_Page extract_.
──────

The Bureau of State Audits has released a new report on the Board of Pilot Commissioners for the Bays of San Francisco, San Pablo and Suisun, which licenses and regulates the pilots who guide ships in those bays and ports in West Sacramento and Stockton.
The 68-page document, which you can read by clicking here, outlines nine areas of concern, including:
- The board paid for business-class airfare for pilots attending training in France, which may constitute a misuse of public funds.
- The board lacked a procedure, required in state law, for access to confidential information, and it released information to the public that included a pilot's home address and Social Security number.
- The board did not consistently adhere to state law when licensing pilots. In one case, it licensed a pilot 28 days before he received a required physical examination; he piloted vessels 18 times during this period.
- The board renewed some pilots' licenses even though the pilots had received physical examinations from physicians the board had not appointed and, in one case, renewed a license for a pilot who had not had a physical examination that year.
- Of the 24 investigations we reviewed, 17 went beyond the 90-day statutory deadline for completion.
- The board did not investigate reports of suspected safety standard violations of pilot boarding equipment, as required by law.

──────

_Entries supplied_.
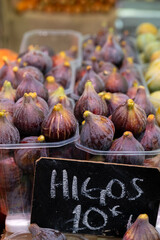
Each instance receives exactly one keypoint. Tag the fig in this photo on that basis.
(114, 100)
(27, 116)
(35, 72)
(9, 133)
(54, 97)
(131, 93)
(116, 83)
(10, 174)
(97, 131)
(37, 59)
(158, 116)
(151, 138)
(125, 143)
(7, 91)
(45, 233)
(106, 66)
(112, 52)
(40, 102)
(91, 101)
(94, 78)
(129, 117)
(7, 106)
(30, 84)
(50, 84)
(7, 73)
(143, 101)
(146, 27)
(87, 49)
(25, 158)
(62, 74)
(60, 124)
(141, 229)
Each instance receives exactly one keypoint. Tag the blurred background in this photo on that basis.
(86, 16)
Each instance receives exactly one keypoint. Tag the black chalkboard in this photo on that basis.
(94, 198)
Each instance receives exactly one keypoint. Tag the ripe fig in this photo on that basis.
(114, 100)
(116, 83)
(28, 117)
(141, 229)
(94, 78)
(35, 72)
(151, 138)
(125, 143)
(25, 157)
(7, 73)
(7, 91)
(9, 133)
(40, 102)
(62, 74)
(50, 84)
(37, 59)
(45, 233)
(30, 84)
(60, 124)
(91, 101)
(129, 117)
(112, 52)
(143, 101)
(97, 131)
(131, 93)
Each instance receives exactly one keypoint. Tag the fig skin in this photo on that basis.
(35, 72)
(112, 52)
(50, 84)
(114, 100)
(131, 93)
(94, 78)
(151, 138)
(129, 117)
(91, 101)
(7, 73)
(30, 84)
(40, 102)
(25, 158)
(116, 83)
(37, 59)
(126, 142)
(28, 117)
(60, 124)
(97, 131)
(62, 74)
(45, 233)
(7, 91)
(141, 229)
(9, 133)
(143, 101)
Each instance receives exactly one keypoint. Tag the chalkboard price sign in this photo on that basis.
(93, 198)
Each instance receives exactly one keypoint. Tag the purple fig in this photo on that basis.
(143, 101)
(94, 78)
(97, 131)
(27, 116)
(60, 124)
(126, 143)
(62, 74)
(91, 101)
(129, 117)
(30, 84)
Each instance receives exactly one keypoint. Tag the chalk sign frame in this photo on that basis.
(97, 198)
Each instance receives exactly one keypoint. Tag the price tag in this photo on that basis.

──────

_What this task involves_.
Answer each question from the audit summary.
(a) Besides the three bays, where are the ports in which the regulated pilots guide ships?
(b) How many days before his required physical examination was one pilot licensed?
(c) Of the 24 investigations reviewed, how many exceeded the 90-day statutory deadline?
The lines have no connection to the audit summary.

_Task response_.
(a) West Sacramento and Stockton
(b) 28 days
(c) 17